(Dataset entries)
============================================================
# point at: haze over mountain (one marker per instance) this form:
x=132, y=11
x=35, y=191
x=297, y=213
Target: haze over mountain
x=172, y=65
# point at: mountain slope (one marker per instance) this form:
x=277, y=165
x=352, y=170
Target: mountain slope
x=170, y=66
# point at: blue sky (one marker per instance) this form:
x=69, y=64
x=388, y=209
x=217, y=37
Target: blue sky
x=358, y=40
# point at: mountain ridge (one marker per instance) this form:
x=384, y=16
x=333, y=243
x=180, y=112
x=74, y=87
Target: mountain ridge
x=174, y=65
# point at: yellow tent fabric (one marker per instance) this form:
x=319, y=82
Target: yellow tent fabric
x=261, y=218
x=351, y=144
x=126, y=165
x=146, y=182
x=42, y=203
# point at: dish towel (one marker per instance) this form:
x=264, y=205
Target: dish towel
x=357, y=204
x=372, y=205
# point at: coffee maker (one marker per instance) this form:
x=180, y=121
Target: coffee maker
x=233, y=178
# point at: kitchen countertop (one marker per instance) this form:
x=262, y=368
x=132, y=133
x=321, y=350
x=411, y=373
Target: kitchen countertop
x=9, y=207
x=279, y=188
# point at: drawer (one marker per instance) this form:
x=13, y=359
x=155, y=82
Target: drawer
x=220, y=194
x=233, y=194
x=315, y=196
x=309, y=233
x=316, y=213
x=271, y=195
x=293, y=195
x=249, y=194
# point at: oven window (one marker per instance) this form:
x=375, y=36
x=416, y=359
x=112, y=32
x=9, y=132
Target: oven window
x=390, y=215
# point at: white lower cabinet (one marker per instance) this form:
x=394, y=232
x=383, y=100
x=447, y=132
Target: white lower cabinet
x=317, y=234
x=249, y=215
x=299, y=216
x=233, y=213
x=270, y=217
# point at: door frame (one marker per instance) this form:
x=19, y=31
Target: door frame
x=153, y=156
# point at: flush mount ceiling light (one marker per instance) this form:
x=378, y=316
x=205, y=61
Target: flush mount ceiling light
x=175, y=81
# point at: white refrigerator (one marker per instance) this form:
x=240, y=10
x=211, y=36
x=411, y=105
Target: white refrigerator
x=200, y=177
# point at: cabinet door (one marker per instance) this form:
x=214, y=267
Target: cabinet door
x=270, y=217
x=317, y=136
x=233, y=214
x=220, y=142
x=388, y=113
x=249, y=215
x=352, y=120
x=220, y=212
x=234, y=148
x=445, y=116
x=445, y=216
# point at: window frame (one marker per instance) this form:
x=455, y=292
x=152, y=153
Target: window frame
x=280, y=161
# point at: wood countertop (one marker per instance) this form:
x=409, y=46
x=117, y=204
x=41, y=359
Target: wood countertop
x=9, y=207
============================================================
- What you will do
In the entries above, one line contains "x=277, y=165" and another contains "x=264, y=205". Reproduce exactly those two lines and the lines between them, nothing else.

- Solution to this exercise
x=277, y=165
x=352, y=170
Target: mountain slope
x=170, y=66
# point at: blue sky (one marker per instance) this form:
x=69, y=64
x=388, y=209
x=217, y=37
Target: blue sky
x=358, y=40
# point at: mountain ridge (one marker per instance) this form:
x=384, y=16
x=333, y=243
x=180, y=112
x=74, y=87
Target: mountain ridge
x=174, y=65
# point at: yellow tent fabric (one marker per instance) this form:
x=319, y=82
Target: yellow tent fabric
x=261, y=218
x=351, y=144
x=126, y=165
x=146, y=182
x=42, y=203
# point at: dish towel (one marker per instance) this form:
x=264, y=205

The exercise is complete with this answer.